→ What needs to be done: Repeat every record exactly as written, but leave out the pictures.

(Natural-language object grounding data)
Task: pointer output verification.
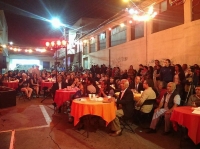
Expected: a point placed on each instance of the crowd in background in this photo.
(183, 76)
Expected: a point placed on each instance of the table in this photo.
(11, 84)
(7, 97)
(105, 110)
(63, 95)
(137, 96)
(46, 84)
(184, 116)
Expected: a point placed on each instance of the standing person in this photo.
(31, 69)
(140, 70)
(131, 72)
(147, 94)
(137, 85)
(36, 71)
(185, 68)
(125, 108)
(170, 100)
(156, 76)
(167, 72)
(194, 99)
(24, 86)
(60, 84)
(34, 83)
(179, 79)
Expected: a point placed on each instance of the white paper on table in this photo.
(196, 111)
(99, 99)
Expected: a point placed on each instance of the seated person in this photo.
(34, 83)
(194, 100)
(24, 85)
(76, 82)
(170, 100)
(58, 85)
(105, 90)
(162, 90)
(126, 107)
(147, 94)
(90, 88)
(137, 85)
(1, 80)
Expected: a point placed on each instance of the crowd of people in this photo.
(171, 86)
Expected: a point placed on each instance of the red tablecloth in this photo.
(46, 84)
(63, 95)
(105, 110)
(13, 85)
(185, 117)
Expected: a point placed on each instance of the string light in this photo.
(23, 49)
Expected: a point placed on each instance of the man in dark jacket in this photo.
(125, 104)
(167, 72)
(170, 100)
(58, 85)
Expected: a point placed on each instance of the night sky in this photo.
(26, 18)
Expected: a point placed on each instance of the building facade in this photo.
(173, 34)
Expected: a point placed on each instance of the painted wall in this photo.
(180, 44)
(40, 58)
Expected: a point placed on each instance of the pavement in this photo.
(34, 125)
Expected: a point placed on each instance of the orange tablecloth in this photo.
(185, 117)
(46, 84)
(137, 96)
(63, 95)
(104, 110)
(13, 85)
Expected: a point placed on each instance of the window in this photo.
(168, 16)
(118, 35)
(102, 41)
(92, 44)
(85, 48)
(137, 30)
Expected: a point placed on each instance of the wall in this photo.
(180, 44)
(41, 58)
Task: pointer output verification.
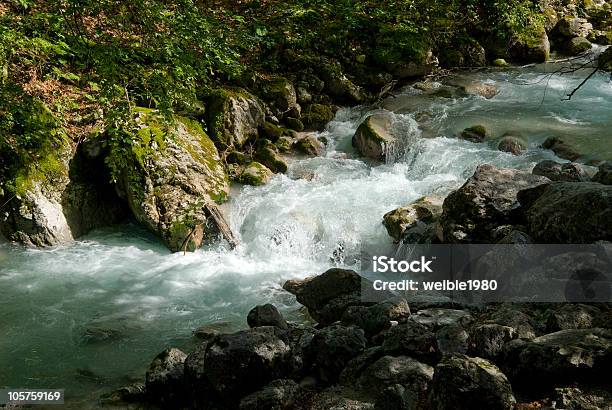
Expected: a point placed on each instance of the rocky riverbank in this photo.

→ Reply to the exercise:
Task: pointer output verification.
Expected: a point placed on each instance of the crowd in background in this photo.
(183, 76)
Expected: a point placed on each instance of the table in this photo.
(11, 84)
(7, 97)
(105, 110)
(63, 95)
(137, 96)
(46, 84)
(184, 116)
Expected: a point placed on each instance of the standing person in this photo.
(31, 69)
(140, 70)
(131, 72)
(147, 94)
(137, 85)
(36, 71)
(185, 68)
(125, 108)
(170, 100)
(156, 76)
(167, 72)
(194, 99)
(24, 86)
(60, 84)
(34, 83)
(179, 79)
Expected: a point placed on each instance of the white paper on table in this photo.
(196, 111)
(99, 99)
Expected: a point placed on each instance of the seated person in this photo.
(34, 83)
(194, 100)
(24, 85)
(76, 82)
(170, 100)
(58, 85)
(105, 90)
(162, 90)
(126, 107)
(147, 94)
(90, 88)
(137, 85)
(1, 80)
Expected: a point placed on each instance of the crowd of people in this photo.
(171, 86)
Expected: a point placed on each instance of the red tablecloth in this photo.
(46, 84)
(63, 95)
(105, 110)
(13, 85)
(185, 117)
Expected: a point placed on each instance of the string light in this photo.
(23, 49)
Expected: a point placed on each instance of the man in dark jacket in this photo.
(125, 104)
(167, 72)
(170, 100)
(58, 85)
Expected: a point placed on each instance of the night sky in this photo.
(26, 18)
Expected: a point placed on each instance of the building facade in this photo.
(173, 34)
Expected: a point placed on each instance of the painted wall in this photo.
(180, 44)
(40, 58)
Expected: a point placed on each instance of the pavement in this photo.
(34, 125)
Expected: a point placed on each instance of the orange tablecloth in this photo.
(185, 117)
(46, 84)
(137, 96)
(63, 95)
(104, 110)
(13, 85)
Expected: a point placed on each instance of the window in this photo.
(168, 16)
(118, 35)
(102, 41)
(92, 44)
(85, 48)
(137, 30)
Expected: a point placed on each instance of the wall in this photo.
(180, 44)
(41, 58)
Task: pointer output verification.
Expected: a point placed on each instance of the rocky riverbank in this photo.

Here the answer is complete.